● ABOUT THIS EXERCISE:
Each line in the entries below that holds the word "castle" belongs in the answer.

● DATA FOR THIS EXERCISE:
::::

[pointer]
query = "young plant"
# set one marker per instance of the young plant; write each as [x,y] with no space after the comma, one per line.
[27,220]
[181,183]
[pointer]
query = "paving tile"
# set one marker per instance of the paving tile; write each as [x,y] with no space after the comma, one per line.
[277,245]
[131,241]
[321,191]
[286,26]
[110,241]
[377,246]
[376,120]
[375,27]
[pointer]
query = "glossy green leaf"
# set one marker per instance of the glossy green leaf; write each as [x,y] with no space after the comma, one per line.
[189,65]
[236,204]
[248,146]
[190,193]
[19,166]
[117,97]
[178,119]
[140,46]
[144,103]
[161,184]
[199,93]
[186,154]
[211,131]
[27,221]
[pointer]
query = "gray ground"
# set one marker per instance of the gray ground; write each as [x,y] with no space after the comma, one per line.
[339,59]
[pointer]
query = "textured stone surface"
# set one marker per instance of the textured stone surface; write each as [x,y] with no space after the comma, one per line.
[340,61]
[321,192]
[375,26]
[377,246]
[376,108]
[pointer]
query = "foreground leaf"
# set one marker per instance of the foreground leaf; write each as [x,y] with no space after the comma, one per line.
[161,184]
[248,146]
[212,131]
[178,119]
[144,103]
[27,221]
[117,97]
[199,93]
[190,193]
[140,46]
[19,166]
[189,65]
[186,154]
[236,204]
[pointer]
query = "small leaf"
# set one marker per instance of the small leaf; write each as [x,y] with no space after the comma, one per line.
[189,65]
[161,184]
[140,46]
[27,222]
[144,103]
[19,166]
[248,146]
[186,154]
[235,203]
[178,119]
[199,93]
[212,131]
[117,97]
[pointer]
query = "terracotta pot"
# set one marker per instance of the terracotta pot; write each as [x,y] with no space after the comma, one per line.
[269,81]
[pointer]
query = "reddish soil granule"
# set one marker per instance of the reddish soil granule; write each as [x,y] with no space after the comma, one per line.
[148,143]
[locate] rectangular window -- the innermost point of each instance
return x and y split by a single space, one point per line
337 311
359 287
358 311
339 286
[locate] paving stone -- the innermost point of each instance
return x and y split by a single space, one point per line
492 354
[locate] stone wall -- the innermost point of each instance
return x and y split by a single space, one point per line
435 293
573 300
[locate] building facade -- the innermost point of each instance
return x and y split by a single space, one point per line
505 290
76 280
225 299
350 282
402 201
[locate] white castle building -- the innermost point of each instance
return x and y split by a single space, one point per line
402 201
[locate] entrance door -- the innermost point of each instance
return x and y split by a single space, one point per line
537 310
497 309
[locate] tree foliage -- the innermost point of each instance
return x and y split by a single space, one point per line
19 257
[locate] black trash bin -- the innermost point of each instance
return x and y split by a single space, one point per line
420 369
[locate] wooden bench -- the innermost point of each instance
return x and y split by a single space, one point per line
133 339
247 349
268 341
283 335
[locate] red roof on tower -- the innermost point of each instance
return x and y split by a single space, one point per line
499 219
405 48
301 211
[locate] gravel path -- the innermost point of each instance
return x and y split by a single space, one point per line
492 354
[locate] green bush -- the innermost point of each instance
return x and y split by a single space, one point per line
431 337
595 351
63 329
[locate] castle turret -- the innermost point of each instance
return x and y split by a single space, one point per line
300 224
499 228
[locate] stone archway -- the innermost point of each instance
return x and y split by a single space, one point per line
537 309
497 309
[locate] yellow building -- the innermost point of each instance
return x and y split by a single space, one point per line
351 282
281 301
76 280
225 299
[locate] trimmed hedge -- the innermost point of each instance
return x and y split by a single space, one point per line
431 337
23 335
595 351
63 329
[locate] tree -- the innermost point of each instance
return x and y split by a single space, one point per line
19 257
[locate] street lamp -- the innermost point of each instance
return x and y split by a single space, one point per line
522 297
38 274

::::

● EXPECTED ANSWER:
[locate] white castle building -- the innermost point of each instance
[locate] castle turret -- the innermost point of each instance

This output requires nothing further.